→ Source material
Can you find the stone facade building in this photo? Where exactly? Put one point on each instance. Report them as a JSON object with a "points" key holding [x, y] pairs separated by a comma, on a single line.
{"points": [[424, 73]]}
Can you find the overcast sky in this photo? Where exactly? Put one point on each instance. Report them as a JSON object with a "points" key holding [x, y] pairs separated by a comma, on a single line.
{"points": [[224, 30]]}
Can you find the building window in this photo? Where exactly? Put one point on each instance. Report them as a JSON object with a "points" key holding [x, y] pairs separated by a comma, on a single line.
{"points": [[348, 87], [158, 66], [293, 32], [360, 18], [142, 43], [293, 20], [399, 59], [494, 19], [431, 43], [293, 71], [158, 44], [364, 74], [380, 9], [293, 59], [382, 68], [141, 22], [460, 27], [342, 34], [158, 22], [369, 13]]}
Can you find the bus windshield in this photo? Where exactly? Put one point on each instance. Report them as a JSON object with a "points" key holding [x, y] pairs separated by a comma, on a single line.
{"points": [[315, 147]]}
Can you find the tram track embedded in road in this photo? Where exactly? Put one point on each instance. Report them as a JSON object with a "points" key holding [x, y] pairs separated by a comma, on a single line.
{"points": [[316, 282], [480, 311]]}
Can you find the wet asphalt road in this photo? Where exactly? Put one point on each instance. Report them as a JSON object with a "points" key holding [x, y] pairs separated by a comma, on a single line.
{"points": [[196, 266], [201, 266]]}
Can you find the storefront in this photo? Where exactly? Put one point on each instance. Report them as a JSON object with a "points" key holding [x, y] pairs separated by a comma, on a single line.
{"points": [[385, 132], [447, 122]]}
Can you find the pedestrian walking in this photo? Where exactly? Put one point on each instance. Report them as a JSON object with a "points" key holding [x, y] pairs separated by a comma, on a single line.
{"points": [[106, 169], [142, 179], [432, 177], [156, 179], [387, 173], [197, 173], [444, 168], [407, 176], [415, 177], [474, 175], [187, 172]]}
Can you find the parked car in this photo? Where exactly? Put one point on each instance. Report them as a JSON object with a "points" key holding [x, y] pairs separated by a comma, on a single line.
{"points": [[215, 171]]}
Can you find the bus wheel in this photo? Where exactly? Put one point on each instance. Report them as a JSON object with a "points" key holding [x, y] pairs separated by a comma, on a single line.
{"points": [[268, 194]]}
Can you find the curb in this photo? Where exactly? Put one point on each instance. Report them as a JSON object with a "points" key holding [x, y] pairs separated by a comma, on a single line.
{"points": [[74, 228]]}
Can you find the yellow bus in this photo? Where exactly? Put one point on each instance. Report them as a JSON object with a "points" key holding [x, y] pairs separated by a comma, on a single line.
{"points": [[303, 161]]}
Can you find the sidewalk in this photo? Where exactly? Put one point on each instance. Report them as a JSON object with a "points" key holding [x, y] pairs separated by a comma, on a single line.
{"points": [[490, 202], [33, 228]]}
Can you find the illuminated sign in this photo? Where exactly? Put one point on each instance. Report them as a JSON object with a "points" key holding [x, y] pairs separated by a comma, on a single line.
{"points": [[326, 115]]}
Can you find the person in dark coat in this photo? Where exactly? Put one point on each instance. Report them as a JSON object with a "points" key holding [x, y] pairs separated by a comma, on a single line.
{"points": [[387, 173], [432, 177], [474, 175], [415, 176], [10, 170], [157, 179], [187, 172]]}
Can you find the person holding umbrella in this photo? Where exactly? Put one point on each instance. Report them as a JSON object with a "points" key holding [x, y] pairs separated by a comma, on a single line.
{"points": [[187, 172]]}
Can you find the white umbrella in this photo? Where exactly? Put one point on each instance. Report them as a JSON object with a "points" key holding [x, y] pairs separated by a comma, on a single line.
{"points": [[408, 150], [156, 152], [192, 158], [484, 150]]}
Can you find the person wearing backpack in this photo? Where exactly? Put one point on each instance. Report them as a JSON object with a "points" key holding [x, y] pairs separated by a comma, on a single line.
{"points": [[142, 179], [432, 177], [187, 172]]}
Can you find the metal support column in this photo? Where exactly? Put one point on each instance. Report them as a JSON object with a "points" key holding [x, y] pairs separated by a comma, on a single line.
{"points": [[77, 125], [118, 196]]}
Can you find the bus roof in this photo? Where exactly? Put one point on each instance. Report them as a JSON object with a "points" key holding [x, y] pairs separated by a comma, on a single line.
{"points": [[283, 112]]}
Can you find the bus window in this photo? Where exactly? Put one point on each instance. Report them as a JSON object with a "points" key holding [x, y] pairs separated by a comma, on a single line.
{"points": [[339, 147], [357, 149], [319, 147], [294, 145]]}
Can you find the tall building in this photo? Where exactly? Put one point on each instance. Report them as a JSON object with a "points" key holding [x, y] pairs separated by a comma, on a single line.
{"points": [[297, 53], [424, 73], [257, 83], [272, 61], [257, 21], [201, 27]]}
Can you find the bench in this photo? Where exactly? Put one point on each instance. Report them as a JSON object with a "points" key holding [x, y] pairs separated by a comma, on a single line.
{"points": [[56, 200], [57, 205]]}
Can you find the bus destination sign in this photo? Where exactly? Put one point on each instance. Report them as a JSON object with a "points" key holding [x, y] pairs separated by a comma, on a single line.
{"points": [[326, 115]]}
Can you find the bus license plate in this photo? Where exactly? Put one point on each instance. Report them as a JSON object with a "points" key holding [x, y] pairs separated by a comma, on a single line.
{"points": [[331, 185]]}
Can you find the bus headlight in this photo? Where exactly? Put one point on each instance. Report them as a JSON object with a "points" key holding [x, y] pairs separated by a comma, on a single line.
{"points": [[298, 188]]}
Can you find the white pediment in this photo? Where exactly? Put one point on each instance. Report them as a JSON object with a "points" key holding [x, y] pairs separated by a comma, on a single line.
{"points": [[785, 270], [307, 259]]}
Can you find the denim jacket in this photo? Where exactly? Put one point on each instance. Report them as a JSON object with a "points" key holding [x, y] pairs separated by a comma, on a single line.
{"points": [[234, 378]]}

→ Direction
Reproduce all the data word for word.

→ Reply to the exercise
Can you find the stone facade building in this photo? Where exactly? Put one point on each instance. Report them as a JSON object with a "points" key holding [x, y] pairs separated by a comma, on a single line.
{"points": [[424, 73]]}
Can you find the overcast sky in this photo? Where exactly? Put one point on each instance. Report them as a JSON object with a "points" key holding [x, y] pairs separated by a comma, on a single line.
{"points": [[224, 30]]}
Can you find the building window in this photo? Where exactly? Put one point on each instance. Report them as a JSON object with a "points" key holding [x, y] pairs separated by a comma, on a single line.
{"points": [[348, 87], [158, 66], [293, 32], [360, 18], [142, 43], [293, 20], [399, 59], [494, 19], [431, 43], [293, 71], [158, 44], [364, 74], [380, 9], [293, 59], [382, 68], [141, 22], [460, 27], [342, 34], [158, 22], [369, 13]]}
Can you find the bus windshield in this photo? Where exactly? Put one point on each instance. Report them as a JSON object with a "points" key holding [x, y] pairs separated by a comma, on a single line.
{"points": [[315, 147]]}
Can you find the tram track embedded in road in this photo? Where exactly? Put one point on each instance. Report them as a JSON object with a "points" key holding [x, y] pairs separated by a comma, on a single line.
{"points": [[316, 282], [480, 311]]}
Can you find the wet asphalt road in this photo? Where exactly? Put one point on each instance. Report them as a JSON object with a "points" key holding [x, y] pairs separated by a comma, on a single line.
{"points": [[196, 266], [201, 266]]}
Can you find the storefront in this photo? Where exactly? Put one point on each instance. Report them as a JSON object with a "points" key holding [x, y] pairs separated by a comma, on a single line.
{"points": [[385, 132], [447, 122]]}
Can you find the pedestrian walking in this photo? Where exactly? Put one point on each instance. Report them as a JSON object with a "points" key holding [x, y] pairs separated by a comma, on a single line.
{"points": [[106, 169], [142, 179], [432, 177], [156, 179], [387, 173], [197, 173], [444, 168], [407, 176], [415, 177], [474, 175], [187, 172]]}
Can you find the parked car in this photo? Where exactly? Put one point on each instance. Report them as a JSON object with a "points" key holding [x, y] pairs separated by a comma, on a single line.
{"points": [[215, 171]]}
Can you find the bus wheel in this photo? Where exactly? Put one point on each instance. Report them as a JSON object with a "points" key holding [x, y] pairs separated by a comma, on a single line.
{"points": [[268, 194]]}
Can you find the curb in this photo? Where exactly? Put one point on each instance. Report them as a JSON object with a "points" key holding [x, y] pairs separated by a comma, on a single line.
{"points": [[74, 228]]}
Can you find the yellow bus in this photo? Where exactly? Put one point on each instance. Report them as a JSON object with a "points" key holding [x, y] pairs separated by a comma, on a single line.
{"points": [[303, 161]]}
Can you find the sidewalk in this photo? Where exactly? Put one point on each instance. Report them as a JSON object with a "points" key holding [x, y] pairs separated by a comma, on a single line.
{"points": [[490, 202], [33, 228]]}
Can you find the illuminated sign in this photo? Where exactly? Put one point on each instance. Report them as a JSON object with a "points" key holding [x, y] pairs separated by a comma, on a single line.
{"points": [[326, 115]]}
Can you find the person in dark coat in this photo? Where exactly? Put one point on each instance. Report them as a JSON object with a "points" key holding [x, y] pairs separated by a comma, on a single line.
{"points": [[387, 173], [432, 177], [474, 175], [415, 176], [10, 170], [157, 179], [187, 172]]}
Can you find the person holding umbrella in this photo? Where exactly? Put one point on each instance. Report them as a JSON object with a "points" key holding [x, y] pairs separated by a comma, on a single line.
{"points": [[187, 172]]}
Can you find the white umbrella in this photo? Where exactly? Put one point on each instance. Report them as a JSON object with a "points" key holding [x, y] pairs separated by a comma, on a single line.
{"points": [[408, 150], [156, 152], [192, 158], [484, 150]]}
Can you find the person wearing backpack in this photo? Where exactly? Put one point on each instance. Report them as a JSON object with a "points" key holding [x, y] pairs separated by a comma, on a single line.
{"points": [[142, 179], [432, 177], [187, 172]]}
Can you find the metal support column in this photo? Where exactly? Put one point on each instance. Report them as a JSON object with a "points" key holding [x, y] pairs separated by a comma, on a single line.
{"points": [[77, 125], [118, 196]]}
Can you find the bus roof in this photo? Where exactly? Put one point on each instance. Report them as a JSON object with a "points" key holding [x, y] pairs separated by a comma, on a single line.
{"points": [[283, 112]]}
Can you find the bus window in this photo? Where exactly? Put one point on each instance. Report them as a JSON object with a "points" key holding [x, y] pairs separated by a comma, on a single line.
{"points": [[339, 147], [357, 149], [319, 147], [294, 145]]}
Can you find the tall building in this photo? Where exactly? Put one point on each instance. Report them as a JSON object with a "points" key holding [x, y] pairs separated by a comma, on a single line.
{"points": [[297, 53], [424, 73], [257, 83], [272, 61], [257, 21], [201, 27]]}
Can you find the bench in this photo? Where exactly? Put one point on each instance. Report them as a JSON object with a "points" key holding [x, y] pairs separated by a comma, on a single line.
{"points": [[56, 200], [57, 205]]}
Can you find the bus destination sign in this photo? Where exactly? Put one point on each instance. Report them as a JSON object with a "points" key holding [x, y] pairs separated by a comma, on a single line.
{"points": [[326, 115]]}
Can you find the bus license plate in this photo? Where exactly? Put one point on each instance. Report them as a JSON object with a "points" key holding [x, y] pairs separated by a comma, on a single line.
{"points": [[331, 185]]}
Can you find the bus headlight in this photo? Where exactly? Put one point on each instance. Report them as a JSON object with a "points" key holding [x, y] pairs separated by a comma, on a single line.
{"points": [[298, 188]]}
Can you find the white pediment in this photo? Where exactly? Put one point on each instance. Report them as a JSON object with a "points" key holding [x, y] pairs separated by a comma, on a single line.
{"points": [[785, 270], [307, 259]]}
Can you find the denim jacket in this photo? Where exactly? Put one point on each instance. Report them as a JSON object with a "points" key holding [x, y] pairs separated by a comma, on a single line.
{"points": [[234, 378]]}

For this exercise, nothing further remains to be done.